Source document -
◆ ◆ ◆ ◆

Joint Committee on the Draft Communications Bill Minutes of Evidence

Examination of Witnesses (Questions 369-379)



  Chairman: Thank you very much for joining us. Janet?

Baroness Cohen of Pimlico

  369. In the evidence you submitted in writing you argued that OFCOM's general duties should include a specific reference to encouraging sufficient investment in infrastructure and promoting innovation. Will the primacy of competition not do that? Why do you feel the need for a special one?
  (Mr Parrish) For two reasons. One, first of all, is that a lot of investment in order to bear fruit has to be long term and therefore the way in which the regulation is approached should ensure that a long-term view is taken. Secondly, the regulation should be pragmatic insofar as what we end up with is something that actually works. There have been examples, notably the unbundling of the local loop, where we struggled to try to do something and where essentially we failed to arrive under the current legislation under which OFTEL operates, which is pragmatic. So it is pragmatic in the long term that we have been encouraged in promoting that interest in investment as a particular objective of OFCOM.

Lord McNally

  370. Are you asking OFCOM or the Government to back winners, which in other circumstances the private sector is always saying is no business of either regulators or government?
  (Mr Parrish) Absolutely not. I think very much the reverse of that. In fact, we recognise that of the people who will decide what services are of value to the community in 15 years' time none of them are this room because we are mainly middle aged people and we know nothing of what people will want in the future. We are not saying that. We are saying you have to have an open and competitive environment which allows entrants to invest and invest in the long term. Mr Cooke has some examples of some things which were done very well in the past which has allowed new industries to develop.
  (Mr Cooke) Perhaps we could look back at what we think we did well and perhaps also take the opportunity to look forward. Looking back at what we did well in terms of long-term decisions, I think deregulation in the 1980s, the licensing of the wireless technologies (both digital and mobile phone) to the GSM standard and digital broadcasts to the DVB broadcasting standard were examples of a long-term strategic view. For example, with GSM and in matters that concern spectrum, by its nature you need a long-term view. The United Kingdom played a pioneering role in getting harmonised spectrum for those wireless technologies and that benefited both the industry and the consumer and the operators and that is now a global business and a global market in which the United Kingdom continues to be a major player. The same with digital video broadcasting. Looking back, that was a very long-term strategic view particularly where spectrum is concerned it is important to have harmonisation and harmonisation in particular technologies. With 3G, for example, it was over ten years ago that we agreed to harmonise the spectrum on a global basis for that particular technology. That was a very forward looking strategic view. Those are the examples that I would cite of past areas where we have needed a longer-term strategic view.

Baroness Cohen of Pimlico

  371. I myself do not see the point of including words in the Bill unless they have some active, definable purpose. If we had a specific reference to encourage innovation what would that do?

◆ ◆ ◆ ◆

Dataset -
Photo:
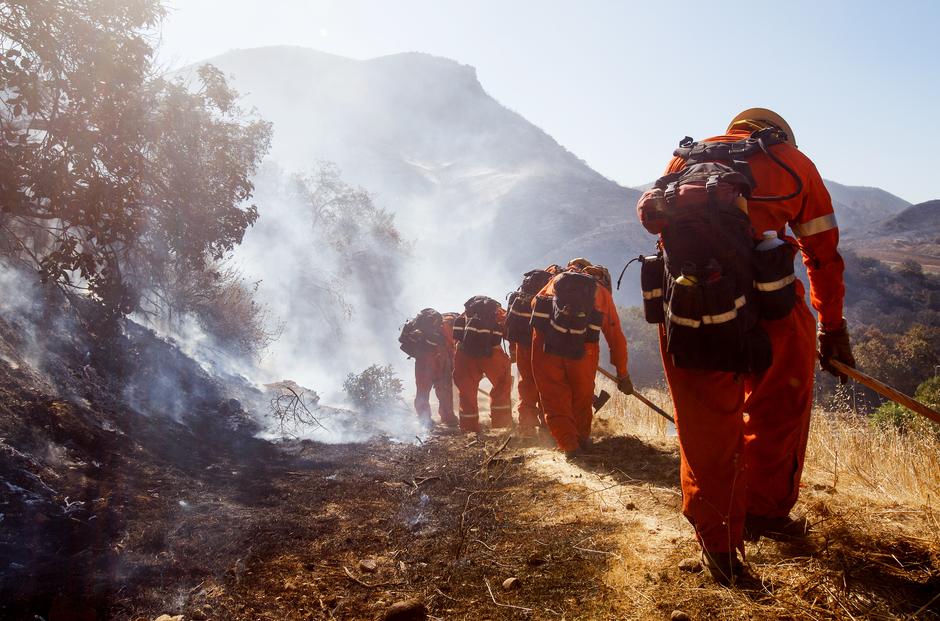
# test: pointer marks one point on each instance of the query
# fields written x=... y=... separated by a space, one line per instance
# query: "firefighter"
x=569 y=314
x=743 y=435
x=519 y=335
x=429 y=339
x=478 y=332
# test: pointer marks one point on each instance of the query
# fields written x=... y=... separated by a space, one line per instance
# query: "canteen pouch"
x=774 y=281
x=652 y=282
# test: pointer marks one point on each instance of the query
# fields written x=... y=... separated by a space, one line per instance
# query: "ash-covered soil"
x=113 y=509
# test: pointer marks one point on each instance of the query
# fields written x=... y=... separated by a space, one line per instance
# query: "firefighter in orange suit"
x=566 y=384
x=529 y=408
x=743 y=436
x=480 y=354
x=434 y=369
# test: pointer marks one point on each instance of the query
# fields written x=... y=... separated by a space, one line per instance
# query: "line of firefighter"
x=553 y=327
x=737 y=339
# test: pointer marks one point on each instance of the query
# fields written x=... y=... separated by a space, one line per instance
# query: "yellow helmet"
x=579 y=263
x=763 y=116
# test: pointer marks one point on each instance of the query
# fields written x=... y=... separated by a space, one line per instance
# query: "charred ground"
x=121 y=501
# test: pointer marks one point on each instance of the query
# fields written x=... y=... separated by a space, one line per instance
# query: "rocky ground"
x=110 y=509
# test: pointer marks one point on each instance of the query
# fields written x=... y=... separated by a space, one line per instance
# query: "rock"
x=407 y=610
x=692 y=565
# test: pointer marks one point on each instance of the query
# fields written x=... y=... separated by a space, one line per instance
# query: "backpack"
x=477 y=330
x=519 y=317
x=421 y=334
x=712 y=278
x=567 y=320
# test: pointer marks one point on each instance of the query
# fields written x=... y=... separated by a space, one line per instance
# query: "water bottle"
x=769 y=241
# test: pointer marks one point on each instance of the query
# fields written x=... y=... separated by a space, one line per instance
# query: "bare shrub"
x=374 y=389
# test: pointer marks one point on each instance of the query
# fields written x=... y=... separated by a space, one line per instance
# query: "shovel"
x=600 y=400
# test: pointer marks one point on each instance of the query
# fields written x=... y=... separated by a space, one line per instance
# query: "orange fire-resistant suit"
x=435 y=369
x=743 y=437
x=530 y=409
x=468 y=371
x=566 y=386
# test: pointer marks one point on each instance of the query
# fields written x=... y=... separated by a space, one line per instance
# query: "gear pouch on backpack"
x=683 y=315
x=652 y=281
x=704 y=331
x=479 y=338
x=518 y=319
x=722 y=329
x=774 y=281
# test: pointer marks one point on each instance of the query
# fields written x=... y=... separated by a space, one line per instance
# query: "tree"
x=113 y=182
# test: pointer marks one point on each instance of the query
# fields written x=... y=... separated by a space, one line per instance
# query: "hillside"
x=458 y=169
x=857 y=207
x=910 y=235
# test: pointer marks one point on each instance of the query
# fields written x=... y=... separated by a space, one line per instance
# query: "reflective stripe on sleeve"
x=709 y=319
x=775 y=285
x=481 y=330
x=567 y=330
x=815 y=226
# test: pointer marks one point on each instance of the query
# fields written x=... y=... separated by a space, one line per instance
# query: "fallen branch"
x=489 y=459
x=350 y=575
x=492 y=597
x=616 y=556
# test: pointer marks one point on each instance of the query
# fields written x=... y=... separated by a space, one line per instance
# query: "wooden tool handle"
x=642 y=399
x=883 y=389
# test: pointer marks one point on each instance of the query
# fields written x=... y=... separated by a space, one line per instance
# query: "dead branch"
x=290 y=410
x=492 y=597
x=350 y=575
x=487 y=461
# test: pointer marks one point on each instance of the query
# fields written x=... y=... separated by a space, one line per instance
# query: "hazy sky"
x=619 y=83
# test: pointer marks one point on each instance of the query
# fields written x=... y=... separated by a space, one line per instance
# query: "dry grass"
x=872 y=495
x=856 y=457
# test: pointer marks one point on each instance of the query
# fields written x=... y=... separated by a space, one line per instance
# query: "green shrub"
x=374 y=389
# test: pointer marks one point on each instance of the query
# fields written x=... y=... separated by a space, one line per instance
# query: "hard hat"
x=766 y=116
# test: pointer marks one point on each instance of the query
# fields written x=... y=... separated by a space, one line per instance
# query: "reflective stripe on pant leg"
x=709 y=408
x=555 y=395
x=467 y=376
x=528 y=391
x=498 y=370
x=424 y=379
x=444 y=387
x=779 y=410
x=581 y=375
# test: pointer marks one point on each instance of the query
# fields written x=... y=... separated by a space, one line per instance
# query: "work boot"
x=782 y=528
x=573 y=454
x=724 y=567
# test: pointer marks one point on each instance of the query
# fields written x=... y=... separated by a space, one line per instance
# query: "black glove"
x=834 y=345
x=624 y=385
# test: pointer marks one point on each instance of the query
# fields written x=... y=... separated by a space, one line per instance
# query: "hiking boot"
x=573 y=454
x=777 y=528
x=527 y=432
x=724 y=567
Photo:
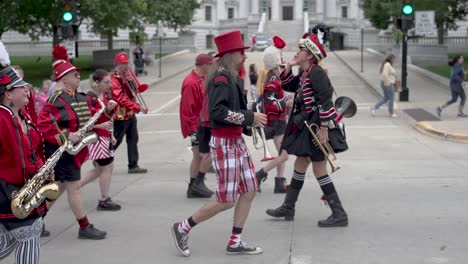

◆ ◆ ◆ ◆

Direction - Continue the committee evidence transcript from the point where it stops.

Exercise answer -
  (Mr Parrish) I have been told, first of all, that Oftel has been guided to is a significant extent in carrying out its duties by the statement of those duties in the legislation. This legislation does include a statement of the purposes of OFCOM and it seems to me that getting those stated correctly and getting our priorities right is a very important task, but we do not stop there. We also make other proposals which would, if you like, enact that intent in other ways. We are proposing the creation of an economic advisory board which would have some statutory recognition and perhaps solve the problem that we addressed earlier today of not being able to refer in consultative terms to bodies specifically which are not statutory bodies. The role of this body would stretch right across the broad range of issues and would not just be confined to content and it would look at the economic implications for the longer term and the short term of the legislation. Similarly, we propose a very open, transparent process with public hearings where possible so that everybody understands the basis on which decisions are being made and are guided in their long-term decisions by an understanding of what it is that OFCOM is trying to achieve.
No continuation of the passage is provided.